Your goal
Restate each record word for word, from the first to the last.

Stored data entries
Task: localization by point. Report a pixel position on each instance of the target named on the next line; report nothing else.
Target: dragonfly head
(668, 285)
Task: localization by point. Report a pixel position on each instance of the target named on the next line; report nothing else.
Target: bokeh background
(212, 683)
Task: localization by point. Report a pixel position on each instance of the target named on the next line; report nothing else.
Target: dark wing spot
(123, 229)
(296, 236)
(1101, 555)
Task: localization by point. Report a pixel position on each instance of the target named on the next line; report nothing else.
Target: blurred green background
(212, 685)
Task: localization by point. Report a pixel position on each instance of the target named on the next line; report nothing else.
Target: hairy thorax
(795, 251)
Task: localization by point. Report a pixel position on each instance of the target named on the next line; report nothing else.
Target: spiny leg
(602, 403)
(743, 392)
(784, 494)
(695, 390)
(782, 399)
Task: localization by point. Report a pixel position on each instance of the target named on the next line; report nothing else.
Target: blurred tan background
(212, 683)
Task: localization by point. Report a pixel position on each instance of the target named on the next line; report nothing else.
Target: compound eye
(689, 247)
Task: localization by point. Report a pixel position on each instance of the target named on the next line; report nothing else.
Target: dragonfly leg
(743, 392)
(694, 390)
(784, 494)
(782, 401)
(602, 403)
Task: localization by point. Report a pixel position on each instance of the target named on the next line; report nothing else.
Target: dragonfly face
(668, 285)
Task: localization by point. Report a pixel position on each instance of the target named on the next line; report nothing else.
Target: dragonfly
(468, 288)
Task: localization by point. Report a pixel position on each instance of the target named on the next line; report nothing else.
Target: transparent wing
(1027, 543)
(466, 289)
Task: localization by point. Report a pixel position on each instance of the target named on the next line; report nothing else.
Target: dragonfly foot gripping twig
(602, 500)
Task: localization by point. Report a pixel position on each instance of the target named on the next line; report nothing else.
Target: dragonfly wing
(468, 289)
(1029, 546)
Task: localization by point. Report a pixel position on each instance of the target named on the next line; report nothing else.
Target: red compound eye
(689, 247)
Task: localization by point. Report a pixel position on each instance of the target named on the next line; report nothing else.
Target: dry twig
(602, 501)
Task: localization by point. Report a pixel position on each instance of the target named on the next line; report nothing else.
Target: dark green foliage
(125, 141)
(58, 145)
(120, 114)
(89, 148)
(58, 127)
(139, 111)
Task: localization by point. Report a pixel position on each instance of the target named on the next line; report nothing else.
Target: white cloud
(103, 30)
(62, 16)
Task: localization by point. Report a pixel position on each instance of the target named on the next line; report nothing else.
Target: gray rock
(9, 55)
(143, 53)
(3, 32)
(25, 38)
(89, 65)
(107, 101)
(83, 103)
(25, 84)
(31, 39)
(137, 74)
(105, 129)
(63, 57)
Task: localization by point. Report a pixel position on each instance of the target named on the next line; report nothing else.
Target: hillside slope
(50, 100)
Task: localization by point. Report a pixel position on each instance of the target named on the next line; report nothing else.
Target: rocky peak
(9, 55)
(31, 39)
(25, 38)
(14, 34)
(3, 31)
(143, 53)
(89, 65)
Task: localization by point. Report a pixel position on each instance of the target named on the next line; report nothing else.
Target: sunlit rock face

Your response
Task: localization by point. Report a pixel position on each instance of the target named on the next line; report nothing else.
Target: dragonfly head
(668, 285)
Task: localization by point. Report a pixel position on each instance of the target named on the next line; report nothing else.
Target: bokeh background
(212, 683)
Task: localization by point. Report a pixel position on each instance of the target named on the next line; report nothing else.
Target: dark wing spot
(123, 229)
(296, 236)
(1101, 555)
Task: localization by point. Report a pixel position on each instance of the target named on the next line; report nothing else.
Target: blurred green background
(212, 685)
Task: localization by point. Report a pixel position on each instance of the target named on the next line; report nothing else.
Target: hairy thorax
(795, 251)
Task: localization by point. Report a pixel position on each instance of the target named on the next line; report nothing else.
Target: spiny leg
(602, 403)
(743, 392)
(784, 494)
(695, 390)
(782, 399)
Task: localization by point. Report a pixel position on each instance of the target named on the next line; report nothing else.
Target: blurred tan background
(212, 683)
Task: localization by point. Report a pixel position on each instance of the target named on the next line; report nothing else.
Target: compound eye
(689, 247)
Task: localization by point. Report a pixel position on each instance of the target named on the next line; report nothing else.
Target: dragonfly leg
(743, 392)
(694, 390)
(784, 494)
(782, 401)
(602, 403)
Task: localization by point. Report a pixel position on each instance of the target named on the next line; report nothing else.
Target: dragonfly face
(668, 285)
Task: localization by point. Report a pixel position on each instance of the target named on the next line; report nothing else.
Target: dragonfly
(468, 288)
Task: localization by point. Report a pixel position on each instance of the target named on the next line; report nothing else.
Target: transparent wing
(1027, 543)
(466, 289)
Task: localization by point. Report a pixel position on each instance of the target named on the next line; report nothing else.
Target: dragonfly foot gripping twig
(602, 500)
Task: localization by point. Report a pixel position on each instance of the target named on the next line; report nothing else.
Target: dragonfly wing
(468, 289)
(1029, 546)
Task: localization by point. Report a pixel position on each instance of the target named on the next line; report nothing else.
Target: red compound eye
(689, 247)
Task: localization by point. Report a pixel position on each instance of the target named on the next line; report nothing else.
Target: dry twig
(602, 501)
Task: localization by point. Report a pixel position on each instance of the target named on the next line; report nothing else.
Target: dark green foliage
(125, 141)
(58, 145)
(120, 114)
(89, 148)
(58, 127)
(139, 111)
Task: localization by point. Report a pixel position on each instance of the target named on the next line; report nothing else.
Target: white cloud
(103, 30)
(62, 16)
Task: localization by point. Report a pixel position on each instance of the target named on the next line; report nothing else.
Target: gray rock
(9, 55)
(143, 53)
(3, 32)
(25, 38)
(89, 65)
(107, 101)
(83, 103)
(25, 84)
(31, 39)
(137, 74)
(105, 129)
(63, 57)
Task: localization by point. Report a pixel position on each instance of the target named on the next line; report nothing else.
Target: hillside slope
(50, 100)
Task: localization by point. Report a pixel position on each instance of the target named on the next line; report nothing else.
Target: rocky peak
(9, 55)
(31, 39)
(25, 38)
(14, 34)
(3, 31)
(143, 53)
(89, 65)
Task: localization by point. Report a pixel position on each instance of the target named on the next line; report nothing else.
Target: sunlit rock face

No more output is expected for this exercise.